• [WORK REQUIRED]: Set down each record exactly as written.
*** DATASET ENTRIES ***
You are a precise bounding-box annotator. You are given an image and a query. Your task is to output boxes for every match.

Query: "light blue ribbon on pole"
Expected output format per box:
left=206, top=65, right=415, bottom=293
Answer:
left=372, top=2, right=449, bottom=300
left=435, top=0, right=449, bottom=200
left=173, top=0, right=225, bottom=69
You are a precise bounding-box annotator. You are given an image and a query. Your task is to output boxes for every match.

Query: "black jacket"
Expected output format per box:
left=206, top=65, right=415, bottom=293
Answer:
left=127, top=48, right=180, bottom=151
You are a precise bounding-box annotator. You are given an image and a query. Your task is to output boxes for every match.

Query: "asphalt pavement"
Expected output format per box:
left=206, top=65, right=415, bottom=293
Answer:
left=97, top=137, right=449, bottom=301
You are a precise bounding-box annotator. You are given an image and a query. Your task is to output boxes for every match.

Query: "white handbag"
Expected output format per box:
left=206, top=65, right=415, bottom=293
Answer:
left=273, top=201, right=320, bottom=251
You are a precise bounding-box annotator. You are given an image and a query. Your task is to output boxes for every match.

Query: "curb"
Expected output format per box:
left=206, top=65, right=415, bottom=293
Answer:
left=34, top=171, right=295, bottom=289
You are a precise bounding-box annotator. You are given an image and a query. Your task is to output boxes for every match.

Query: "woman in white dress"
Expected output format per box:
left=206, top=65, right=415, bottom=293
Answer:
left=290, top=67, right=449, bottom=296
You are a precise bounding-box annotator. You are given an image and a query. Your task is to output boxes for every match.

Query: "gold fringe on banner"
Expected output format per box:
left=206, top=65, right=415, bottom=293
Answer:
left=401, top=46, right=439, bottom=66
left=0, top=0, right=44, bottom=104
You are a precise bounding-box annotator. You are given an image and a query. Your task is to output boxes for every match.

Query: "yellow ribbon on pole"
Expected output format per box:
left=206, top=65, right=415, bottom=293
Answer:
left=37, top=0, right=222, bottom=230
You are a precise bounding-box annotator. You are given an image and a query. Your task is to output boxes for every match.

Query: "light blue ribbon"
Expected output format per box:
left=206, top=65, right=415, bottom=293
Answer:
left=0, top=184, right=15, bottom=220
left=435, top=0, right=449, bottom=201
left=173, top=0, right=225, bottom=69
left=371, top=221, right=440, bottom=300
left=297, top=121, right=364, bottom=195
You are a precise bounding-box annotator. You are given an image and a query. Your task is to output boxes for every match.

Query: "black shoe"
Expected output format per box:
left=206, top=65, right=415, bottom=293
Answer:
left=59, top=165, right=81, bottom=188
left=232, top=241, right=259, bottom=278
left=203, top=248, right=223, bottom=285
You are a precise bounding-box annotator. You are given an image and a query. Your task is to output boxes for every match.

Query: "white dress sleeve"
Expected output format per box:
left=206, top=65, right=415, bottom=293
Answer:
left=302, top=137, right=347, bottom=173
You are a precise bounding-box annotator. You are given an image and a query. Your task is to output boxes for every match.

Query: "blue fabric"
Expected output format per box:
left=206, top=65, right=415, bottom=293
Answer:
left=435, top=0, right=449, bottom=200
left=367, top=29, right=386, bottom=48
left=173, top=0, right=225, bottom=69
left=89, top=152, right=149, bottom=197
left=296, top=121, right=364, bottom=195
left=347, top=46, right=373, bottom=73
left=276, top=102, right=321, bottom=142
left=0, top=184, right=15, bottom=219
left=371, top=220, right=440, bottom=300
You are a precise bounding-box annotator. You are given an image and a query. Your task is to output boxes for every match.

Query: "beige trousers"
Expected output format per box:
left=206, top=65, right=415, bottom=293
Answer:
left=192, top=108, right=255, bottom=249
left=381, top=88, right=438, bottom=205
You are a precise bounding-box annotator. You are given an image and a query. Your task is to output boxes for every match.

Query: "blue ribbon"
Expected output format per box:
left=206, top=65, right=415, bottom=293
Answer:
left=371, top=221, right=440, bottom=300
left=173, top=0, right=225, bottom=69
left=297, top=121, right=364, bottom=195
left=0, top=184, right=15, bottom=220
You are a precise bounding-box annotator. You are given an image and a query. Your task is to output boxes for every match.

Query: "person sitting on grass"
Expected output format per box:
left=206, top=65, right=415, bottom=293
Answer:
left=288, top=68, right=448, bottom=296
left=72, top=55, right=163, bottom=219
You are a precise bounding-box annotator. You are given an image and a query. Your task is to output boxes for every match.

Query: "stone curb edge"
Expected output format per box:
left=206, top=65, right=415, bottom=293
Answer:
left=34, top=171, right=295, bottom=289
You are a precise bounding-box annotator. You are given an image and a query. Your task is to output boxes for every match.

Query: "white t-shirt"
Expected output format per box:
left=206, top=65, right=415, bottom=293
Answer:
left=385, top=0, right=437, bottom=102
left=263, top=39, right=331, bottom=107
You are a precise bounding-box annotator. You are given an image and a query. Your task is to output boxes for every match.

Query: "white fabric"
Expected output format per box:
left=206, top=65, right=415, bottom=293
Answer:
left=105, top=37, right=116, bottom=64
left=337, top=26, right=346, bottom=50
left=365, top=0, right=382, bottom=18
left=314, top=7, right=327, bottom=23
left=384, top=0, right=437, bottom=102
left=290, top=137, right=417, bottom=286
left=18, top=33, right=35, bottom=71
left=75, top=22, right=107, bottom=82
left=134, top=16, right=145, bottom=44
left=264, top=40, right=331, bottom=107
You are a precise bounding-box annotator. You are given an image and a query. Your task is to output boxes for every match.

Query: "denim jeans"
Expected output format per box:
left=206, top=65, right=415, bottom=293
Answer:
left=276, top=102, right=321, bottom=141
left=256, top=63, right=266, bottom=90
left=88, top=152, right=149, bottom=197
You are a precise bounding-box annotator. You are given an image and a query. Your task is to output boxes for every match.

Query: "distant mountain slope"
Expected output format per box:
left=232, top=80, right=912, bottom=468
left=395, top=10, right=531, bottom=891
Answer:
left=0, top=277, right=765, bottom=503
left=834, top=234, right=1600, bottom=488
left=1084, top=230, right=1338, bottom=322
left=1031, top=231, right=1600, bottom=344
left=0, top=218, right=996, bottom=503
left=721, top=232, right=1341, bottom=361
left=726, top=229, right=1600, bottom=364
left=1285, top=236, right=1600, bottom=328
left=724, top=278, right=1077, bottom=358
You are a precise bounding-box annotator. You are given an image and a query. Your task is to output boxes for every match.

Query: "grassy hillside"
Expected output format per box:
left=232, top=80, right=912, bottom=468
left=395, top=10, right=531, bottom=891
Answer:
*** End of DATASET ENTRIES ***
• [SOLUTION TO THIS PROBLEM]:
You are a precise bounding-box annotator. You are given an image and a query. Your task is to output boxes for every match.

Query: "light blue ribbon on pole"
Expected output format per box:
left=206, top=65, right=415, bottom=293
Answer:
left=372, top=2, right=449, bottom=300
left=435, top=0, right=449, bottom=200
left=173, top=0, right=225, bottom=69
You are a precise bounding-box annotator. You are given an image and a query. Your task is to output boxes for every match.

Query: "black jacket"
Expected output format per box:
left=206, top=65, right=415, bottom=293
Answer:
left=127, top=48, right=180, bottom=151
You are a precise bounding-box annotator. You are given an image and a query. Your task is to output boxes for every match.

Query: "asphalt pavement"
Expected output format per box:
left=206, top=65, right=415, bottom=293
Answer:
left=97, top=137, right=449, bottom=301
You are a precise bounding-box annotator. You are given an image and a query. Your task is to output boxes for every match.

Query: "white handbag"
Expected output format per box:
left=206, top=65, right=415, bottom=293
Answer:
left=273, top=201, right=320, bottom=251
You are a precise bounding-box annotator. You are given an image and a query. Your task is to output boxes for every match.

Query: "curb"
Expected output format per box:
left=206, top=65, right=415, bottom=293
Answer:
left=34, top=171, right=295, bottom=289
You are a precise bounding-box annotator. You are given an image and a query. Your task is to output boxes for every match.

Query: "woman in white dress"
Expected output format per box:
left=206, top=65, right=415, bottom=293
Answer:
left=290, top=67, right=449, bottom=296
You are a precise bounding-box annotator. You are given an image and a query. Your task is to output boxes for every match.

Query: "gold fringe on banner"
Expected output format per box:
left=206, top=65, right=415, bottom=293
Answer:
left=401, top=46, right=439, bottom=66
left=0, top=0, right=44, bottom=104
You are a precise bounding-box annotator. You are given an image and a query. Your task is to output boxes for every match.

Query: "yellow ribbon on pole"
Expected output format per box:
left=206, top=65, right=415, bottom=293
Answer:
left=37, top=0, right=222, bottom=230
You are a precise bounding-box annotator. You are given an image and a query. Your task is to output boxes for every match.

Query: "light blue ribbon"
Expected output format per box:
left=206, top=65, right=415, bottom=293
Answer:
left=0, top=184, right=15, bottom=220
left=435, top=0, right=449, bottom=201
left=173, top=0, right=225, bottom=69
left=371, top=221, right=440, bottom=300
left=297, top=121, right=364, bottom=195
You are a precise bounding-box annotator. You are given an image and a query. Your task is to output boxes for every match.

Query: "black shoe"
Expected output format per box:
left=206, top=65, right=415, bottom=293
Answer:
left=59, top=165, right=81, bottom=188
left=232, top=241, right=259, bottom=278
left=203, top=248, right=223, bottom=285
You are a precise bounding-box annotator. You are given an image and a query. Your task is to output boxes for every match.

Query: "white dress sleeve"
Expected output format per box:
left=206, top=65, right=415, bottom=293
Answer:
left=302, top=137, right=347, bottom=173
You are a precise bounding-box annotator. You are given an image and a query. Your task is to output boxes for every match.

Query: "blue fabric"
Expected output format per box:
left=206, top=65, right=415, bottom=293
Answer:
left=435, top=0, right=449, bottom=200
left=367, top=29, right=386, bottom=48
left=173, top=0, right=225, bottom=69
left=89, top=152, right=149, bottom=197
left=296, top=121, right=364, bottom=195
left=347, top=46, right=373, bottom=73
left=276, top=102, right=321, bottom=142
left=0, top=184, right=15, bottom=219
left=371, top=220, right=440, bottom=300
You are a precise bounding-box annotator. You are given an image and a query. Your task is to output boxes for every match.

Query: "beige trousers"
Expected output format per box:
left=206, top=65, right=415, bottom=293
Answer:
left=192, top=108, right=255, bottom=249
left=381, top=88, right=438, bottom=205
You are a precise bounding-box annotator. You are given an image and a query. Your task is to output boxes for every match.

Query: "blue ribbon"
Expected output format per box:
left=206, top=65, right=415, bottom=293
Answer:
left=371, top=221, right=440, bottom=300
left=173, top=0, right=225, bottom=69
left=297, top=121, right=364, bottom=195
left=0, top=184, right=15, bottom=220
You are a precise bounding-box annotator. You are given an image and a query. Your task is to output boxes for every match.

Query: "person sitting on grass"
Expected output format per box:
left=206, top=65, right=415, bottom=293
Answer:
left=288, top=68, right=448, bottom=296
left=72, top=55, right=163, bottom=219
You are a precise bounding-box annotator. You are given an image and a query. Your task is to output boxes for every match.

Query: "stone curb edge"
Expected output format per box:
left=206, top=65, right=415, bottom=293
Answer:
left=34, top=171, right=295, bottom=289
You are a precise bounding-box annotator. You are given an image and a query. Your task is to output boxes for every match.

Query: "white t-shirt"
Expected output format per box:
left=206, top=65, right=415, bottom=293
Answer:
left=385, top=0, right=437, bottom=102
left=263, top=39, right=331, bottom=107
You are a precise bounding-box annotator. You are given an image and a query. Your task is to output boxes for every match.

Query: "white fabric"
Expected output format per box:
left=206, top=65, right=415, bottom=293
Answer:
left=105, top=37, right=116, bottom=64
left=337, top=26, right=346, bottom=50
left=365, top=0, right=382, bottom=18
left=314, top=7, right=327, bottom=23
left=384, top=0, right=437, bottom=102
left=290, top=137, right=417, bottom=286
left=18, top=33, right=35, bottom=71
left=75, top=22, right=107, bottom=82
left=134, top=16, right=145, bottom=44
left=264, top=40, right=331, bottom=107
You are a precise bounding-box annotator. You are given an image and a query. Your task is to output boxes for every match.

Query: "denim jeans"
Expected output format per box:
left=206, top=65, right=415, bottom=293
Answer:
left=276, top=102, right=321, bottom=141
left=256, top=63, right=266, bottom=90
left=88, top=152, right=149, bottom=197
You are a precise bounding-box annotator. You are given an image and a query. Your task is to output boxes for every match.

Query: "distant mountain slope"
Expected output format per box:
left=232, top=80, right=912, bottom=468
left=395, top=10, right=531, bottom=891
Answer:
left=0, top=277, right=765, bottom=503
left=834, top=234, right=1600, bottom=488
left=1084, top=230, right=1338, bottom=322
left=1031, top=231, right=1600, bottom=344
left=0, top=218, right=996, bottom=503
left=721, top=232, right=1341, bottom=361
left=726, top=229, right=1600, bottom=364
left=1285, top=236, right=1600, bottom=328
left=724, top=278, right=1077, bottom=358
You are a precise bounding-box annotator. You are given an image and a query. Your task is to output boxes for every match.

Query: "grassy hillside"
Expected output format per box:
left=232, top=80, right=912, bottom=468
left=395, top=10, right=531, bottom=891
Answer:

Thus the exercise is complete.